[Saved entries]
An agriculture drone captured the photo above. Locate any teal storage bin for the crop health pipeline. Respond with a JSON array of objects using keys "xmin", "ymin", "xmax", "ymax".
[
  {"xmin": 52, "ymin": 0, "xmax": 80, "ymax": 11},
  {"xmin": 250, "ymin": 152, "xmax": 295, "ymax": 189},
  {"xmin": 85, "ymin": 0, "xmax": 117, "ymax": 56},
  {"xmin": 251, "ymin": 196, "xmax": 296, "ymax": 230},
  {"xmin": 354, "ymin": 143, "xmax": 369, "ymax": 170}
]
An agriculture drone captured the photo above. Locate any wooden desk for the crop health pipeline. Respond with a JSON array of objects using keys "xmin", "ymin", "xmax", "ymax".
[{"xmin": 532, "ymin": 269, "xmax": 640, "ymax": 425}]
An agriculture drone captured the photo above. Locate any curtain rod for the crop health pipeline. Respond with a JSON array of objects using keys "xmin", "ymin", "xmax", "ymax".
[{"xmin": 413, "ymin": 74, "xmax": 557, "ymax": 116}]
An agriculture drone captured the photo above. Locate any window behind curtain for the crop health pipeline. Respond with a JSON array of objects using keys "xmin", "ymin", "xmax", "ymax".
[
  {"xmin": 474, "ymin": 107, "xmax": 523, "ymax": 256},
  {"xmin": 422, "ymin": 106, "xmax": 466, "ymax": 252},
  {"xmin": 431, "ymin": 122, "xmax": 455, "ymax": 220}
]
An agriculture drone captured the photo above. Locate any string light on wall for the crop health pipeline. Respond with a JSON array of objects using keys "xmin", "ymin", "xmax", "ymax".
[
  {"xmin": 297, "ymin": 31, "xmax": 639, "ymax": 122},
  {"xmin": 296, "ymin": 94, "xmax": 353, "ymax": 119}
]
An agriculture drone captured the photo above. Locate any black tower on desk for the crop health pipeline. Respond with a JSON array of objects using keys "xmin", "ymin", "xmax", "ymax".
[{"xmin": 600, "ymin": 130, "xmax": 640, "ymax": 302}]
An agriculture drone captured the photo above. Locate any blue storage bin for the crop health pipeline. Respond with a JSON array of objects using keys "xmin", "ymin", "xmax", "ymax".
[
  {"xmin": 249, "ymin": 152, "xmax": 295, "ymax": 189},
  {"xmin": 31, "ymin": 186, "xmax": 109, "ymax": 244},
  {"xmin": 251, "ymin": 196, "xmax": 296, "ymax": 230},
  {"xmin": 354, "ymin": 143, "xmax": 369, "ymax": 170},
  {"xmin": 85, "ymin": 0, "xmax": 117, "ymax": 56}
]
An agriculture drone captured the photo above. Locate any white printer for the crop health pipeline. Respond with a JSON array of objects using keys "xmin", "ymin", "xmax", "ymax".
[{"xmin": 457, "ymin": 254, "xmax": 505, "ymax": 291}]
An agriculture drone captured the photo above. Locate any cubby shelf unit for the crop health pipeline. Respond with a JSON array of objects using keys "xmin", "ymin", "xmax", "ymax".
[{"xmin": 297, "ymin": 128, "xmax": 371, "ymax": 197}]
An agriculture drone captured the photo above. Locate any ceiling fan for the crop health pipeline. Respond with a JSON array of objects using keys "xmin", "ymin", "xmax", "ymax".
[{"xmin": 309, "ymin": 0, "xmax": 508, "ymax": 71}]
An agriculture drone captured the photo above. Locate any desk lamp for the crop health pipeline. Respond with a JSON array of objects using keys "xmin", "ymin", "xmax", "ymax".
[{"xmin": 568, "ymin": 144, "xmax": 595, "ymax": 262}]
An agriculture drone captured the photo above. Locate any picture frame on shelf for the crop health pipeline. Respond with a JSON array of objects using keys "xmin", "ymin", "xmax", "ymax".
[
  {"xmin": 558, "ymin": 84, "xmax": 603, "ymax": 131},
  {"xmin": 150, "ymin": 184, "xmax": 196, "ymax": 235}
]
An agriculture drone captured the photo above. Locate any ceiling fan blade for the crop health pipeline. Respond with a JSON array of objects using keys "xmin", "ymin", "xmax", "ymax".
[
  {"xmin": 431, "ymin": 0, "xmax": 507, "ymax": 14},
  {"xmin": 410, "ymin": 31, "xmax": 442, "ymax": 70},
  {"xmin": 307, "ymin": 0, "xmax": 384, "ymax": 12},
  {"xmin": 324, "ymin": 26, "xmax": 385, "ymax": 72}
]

Your assignment – This exercise requires the entries above to be restated exactly.

Answer space –
An agriculture drone captured the photo above. Locate any teal storage bin for the crop health pipeline. Respond with a JSON array of objects using keys "xmin", "ymin", "xmax", "ymax".
[
  {"xmin": 52, "ymin": 0, "xmax": 80, "ymax": 11},
  {"xmin": 250, "ymin": 152, "xmax": 295, "ymax": 189},
  {"xmin": 85, "ymin": 0, "xmax": 117, "ymax": 56},
  {"xmin": 251, "ymin": 196, "xmax": 296, "ymax": 230},
  {"xmin": 354, "ymin": 143, "xmax": 369, "ymax": 170}
]
An agriculture drone captured the photo above. Locate any wooden desk for the crop health pipeline. Respond with a JSON array of objects using keys "xmin", "ymin", "xmax", "ymax".
[{"xmin": 532, "ymin": 269, "xmax": 640, "ymax": 425}]
An agriculture drone captured the photo above. Locate any curtain rod for the crop health pipeline. Respond with a JSON array of objects using keys "xmin", "ymin", "xmax", "ymax".
[{"xmin": 413, "ymin": 74, "xmax": 557, "ymax": 116}]
An agriculture drone captured the photo above. Locate any window behind curtain for the crop health pipeline. Respond with a JSON array of objects using keys "xmin", "ymin", "xmax", "ymax".
[
  {"xmin": 474, "ymin": 107, "xmax": 523, "ymax": 256},
  {"xmin": 422, "ymin": 106, "xmax": 466, "ymax": 252},
  {"xmin": 431, "ymin": 122, "xmax": 455, "ymax": 220}
]
An agriculture drone captured the photo above. Locate any string light on wall for the crop health pipeline. Respond with a JSON array of objects using keys "xmin", "ymin", "xmax", "ymax".
[
  {"xmin": 297, "ymin": 31, "xmax": 639, "ymax": 122},
  {"xmin": 296, "ymin": 94, "xmax": 353, "ymax": 119}
]
An agriculture drone captured the photo above. Locate any black tower on desk for the crop health pipeline. Respond with a JSON array of objects using keys "xmin", "ymin", "xmax", "ymax".
[{"xmin": 600, "ymin": 130, "xmax": 640, "ymax": 302}]
An agriculture drone captured the photo above. Locate any blue storage bin for the crop health pipeline. Respond with a JSON array of objects using keys "xmin", "ymin", "xmax", "ymax".
[
  {"xmin": 249, "ymin": 152, "xmax": 295, "ymax": 189},
  {"xmin": 31, "ymin": 186, "xmax": 109, "ymax": 244},
  {"xmin": 251, "ymin": 196, "xmax": 296, "ymax": 230},
  {"xmin": 354, "ymin": 143, "xmax": 369, "ymax": 170},
  {"xmin": 85, "ymin": 0, "xmax": 117, "ymax": 56}
]
An agriculture drone captured the photo above. Locate any white printer for the crop health pipeline. Respond with a JSON array of objects using keys "xmin", "ymin", "xmax", "ymax".
[{"xmin": 457, "ymin": 254, "xmax": 505, "ymax": 291}]
An agriculture drone captured the photo above. Locate any cubby shelf unit for the crop health pipeline. Respond with a JSON array of objects using keys "xmin", "ymin", "xmax", "ymax".
[{"xmin": 297, "ymin": 128, "xmax": 371, "ymax": 197}]
An agriculture drone captured the photo above. Locate any ceiling fan for the crop health pipeline. Respond with a JSON array of objects using keys "xmin", "ymin", "xmax", "ymax".
[{"xmin": 309, "ymin": 0, "xmax": 508, "ymax": 71}]
An agriculture drone captured the photo above. Locate any desk lamp for the crop health pipeline. Respond with a JSON array of objects using keys "xmin", "ymin", "xmax", "ymax".
[{"xmin": 568, "ymin": 144, "xmax": 595, "ymax": 262}]
An agriculture drone captured the photo above. Locate any picture frame on shelf for the crop health pipeline. Respond with a JSON array of objects using keys "xmin", "ymin", "xmax", "ymax".
[
  {"xmin": 558, "ymin": 84, "xmax": 603, "ymax": 131},
  {"xmin": 150, "ymin": 184, "xmax": 196, "ymax": 235}
]
An agriculture drone captured the photo above. Locate any ceiling fan blade for the crop health pipeline. Respond with a JSON array of objects using keys "xmin", "ymin", "xmax", "ymax".
[
  {"xmin": 431, "ymin": 0, "xmax": 507, "ymax": 14},
  {"xmin": 410, "ymin": 31, "xmax": 442, "ymax": 70},
  {"xmin": 307, "ymin": 0, "xmax": 384, "ymax": 12},
  {"xmin": 324, "ymin": 26, "xmax": 385, "ymax": 72}
]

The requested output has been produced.